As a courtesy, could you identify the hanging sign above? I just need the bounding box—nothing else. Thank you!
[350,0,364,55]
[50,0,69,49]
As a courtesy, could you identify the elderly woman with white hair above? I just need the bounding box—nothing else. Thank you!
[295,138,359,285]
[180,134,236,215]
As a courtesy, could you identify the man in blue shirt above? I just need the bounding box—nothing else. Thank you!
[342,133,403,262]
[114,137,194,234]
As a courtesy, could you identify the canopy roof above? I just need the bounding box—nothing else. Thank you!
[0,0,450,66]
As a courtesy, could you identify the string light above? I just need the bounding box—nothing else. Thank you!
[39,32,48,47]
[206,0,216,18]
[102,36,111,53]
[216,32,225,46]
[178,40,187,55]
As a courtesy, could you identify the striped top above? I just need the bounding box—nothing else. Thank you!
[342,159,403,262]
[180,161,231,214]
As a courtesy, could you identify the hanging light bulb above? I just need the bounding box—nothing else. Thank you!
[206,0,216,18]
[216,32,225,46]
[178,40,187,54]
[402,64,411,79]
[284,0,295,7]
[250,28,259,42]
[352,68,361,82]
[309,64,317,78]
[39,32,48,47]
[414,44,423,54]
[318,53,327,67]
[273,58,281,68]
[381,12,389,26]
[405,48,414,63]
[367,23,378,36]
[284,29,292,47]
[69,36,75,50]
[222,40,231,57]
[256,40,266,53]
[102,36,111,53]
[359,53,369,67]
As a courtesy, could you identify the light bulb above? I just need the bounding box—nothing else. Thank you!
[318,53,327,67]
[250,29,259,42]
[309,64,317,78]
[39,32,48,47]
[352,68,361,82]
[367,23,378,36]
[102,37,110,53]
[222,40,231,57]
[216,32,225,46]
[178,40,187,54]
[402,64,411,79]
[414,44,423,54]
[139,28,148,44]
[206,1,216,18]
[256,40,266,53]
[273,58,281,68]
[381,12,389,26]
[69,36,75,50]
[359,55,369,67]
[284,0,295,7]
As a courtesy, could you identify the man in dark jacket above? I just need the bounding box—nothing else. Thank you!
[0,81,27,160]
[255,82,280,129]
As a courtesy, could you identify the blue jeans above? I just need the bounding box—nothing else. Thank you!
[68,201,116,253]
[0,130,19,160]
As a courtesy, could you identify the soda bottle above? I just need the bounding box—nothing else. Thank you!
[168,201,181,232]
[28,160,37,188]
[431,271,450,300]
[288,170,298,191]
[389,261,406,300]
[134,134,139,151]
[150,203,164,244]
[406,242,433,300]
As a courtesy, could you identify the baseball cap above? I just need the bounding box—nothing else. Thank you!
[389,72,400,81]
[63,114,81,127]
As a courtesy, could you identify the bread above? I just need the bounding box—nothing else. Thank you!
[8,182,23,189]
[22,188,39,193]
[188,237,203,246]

+-------+

:: Exercise ::
Copy the material above verbatim.

:: Written response ::
As a courtesy, could you identify the hanging sign above? I just need the bounding box—nothing else. Thank you!
[350,0,364,55]
[50,0,69,49]
As a courtesy, could you identify the elderly woman with white hair above? I just need the bounding box—nothing else. Thank you!
[295,138,359,285]
[180,134,236,215]
As a courtesy, could you identify the man in blue shirt above? I just need the bounding box—nothing else. Thank you!
[342,133,403,262]
[114,137,194,234]
As a courtesy, could you identify the canopy roof above? I just need the bounding box—nothing else. Thank you!
[0,0,450,66]
As a courtesy, could you identify the string light above? I just need the bounding box—nothing else. Thank you!
[39,32,48,47]
[206,0,216,18]
[102,36,111,53]
[216,32,225,46]
[178,40,187,55]
As a courtesy, could you identify the striped top above? I just need the bounding box—nothing else. Thank you!
[342,159,403,262]
[180,161,231,214]
As a courtesy, could you identify the hanging light bulb above? I just need the bounding box—nothing else. Thank you!
[206,0,216,18]
[216,32,225,46]
[178,40,187,54]
[402,64,411,79]
[284,0,295,7]
[250,28,259,42]
[352,68,361,82]
[309,64,317,78]
[39,32,48,47]
[414,44,423,54]
[318,53,327,67]
[273,58,281,68]
[381,12,389,26]
[405,48,414,63]
[367,23,378,36]
[284,29,292,47]
[69,36,75,50]
[222,40,231,57]
[256,40,266,53]
[102,36,111,53]
[359,53,369,67]
As a courtesy, could you identify the light bulb above? I just need the bounding box—nothing else. Thank you!
[318,53,327,67]
[250,29,259,42]
[309,64,317,78]
[39,32,48,47]
[352,68,361,82]
[367,23,378,36]
[102,37,110,53]
[222,40,231,57]
[216,32,225,46]
[178,40,187,54]
[402,64,411,79]
[414,44,423,54]
[139,28,148,44]
[206,1,216,18]
[256,40,266,53]
[273,58,281,68]
[381,12,389,26]
[69,36,75,50]
[359,55,369,67]
[284,0,295,7]
As a courtesy, could you identify the man in dark jacket above? I just need the bounding box—nothing else. Thank you!
[0,81,27,160]
[255,82,280,129]
As a courtesy, could you identify the blue jeans above? I just need the bounding box—nothing else. Thank you!
[68,201,116,253]
[0,130,19,160]
As a courtesy, could you identify the soda bottle above? I just need the bounding box—nothing else. Thank you!
[168,201,181,232]
[28,160,37,188]
[431,271,450,300]
[288,170,298,191]
[389,261,406,300]
[134,134,139,151]
[150,203,164,244]
[406,242,433,300]
As a courtesy, could you identify the baseball cap above? I just need the bounding box—nothing else. Thank you!
[389,72,400,81]
[63,114,81,127]
As a courtesy, could you identify the bread above? I just need the bounding box—nothing else. Thank you!
[8,182,23,189]
[22,188,39,193]
[188,237,203,246]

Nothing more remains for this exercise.